# [TÂCHE À RÉALISER]
D'après le texte, à quelle date la Cour européenne des droits de l'homme a-t-elle demandé pour la première fois la suspension de la mesure d'éloignement de M. B. ?

# [TEXTE]
Le juge des référés du Conseil d'État enjoint, dans une ordonnance du 7 décembre 2023, aux autorités françaises de réacheminer, à leurs frais, M. B., un ressortissant ouzbèke qui avait fait l'objet d'un arrêté d'expulsion vers son pays d'origine. L'injonction est fondée sur le non respect de décisions de la Cour européenne des droits de l'homme (CEDH). Sur le fondement de l'article 39 de son règlement, celle-ci avait en effet pris des mesures provisoires demandant, à deux reprises, aux autorités la suspension de la mesure d'éloignement, d'abord le 7 mars 2022 pour attendre la décision de la CNDA jugeant de son recours contre le refus de lui accorder le droit d'asile, ensuite le 26 avril 2022 en attente du recours effectué devant la CEDH elle-même.
L'affaire est évidemment au coeur d'un débat politique. Les uns reprochent aux autorités de bafouer une décision de la Cour européenne qui, en principe, doit être appliquée. Les autres déplorent la mainmise d'un droit européen jugé trop interventionniste en droit des étrangers. Au premier rang de cette seconde tendance, le ministre de l'Intérieur lui-même. Il ne pouvait évidemment ignorer les éventuelles conséquences contentieuses de sa décision d'expulser M. B., mais il est clair qu'il entendait affirmer sa volonté de passer outre la justice européenne en matière d'expulsion. Un choix intéressant au moment précis où les sondages effectués à l'occasion du débat, ou plutôt de l'absence de débat sur le projet de loi immigration montraient une opinion favorable à une plus grande efficacité des mesures d'éloignement des étrangers en situation irrégulière.

# [MATÉRIEL FOURNI]
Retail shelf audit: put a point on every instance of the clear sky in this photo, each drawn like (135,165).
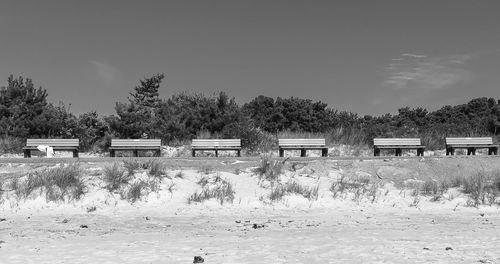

# [RÉSULTAT FINAL]
Le 7 mars 2022.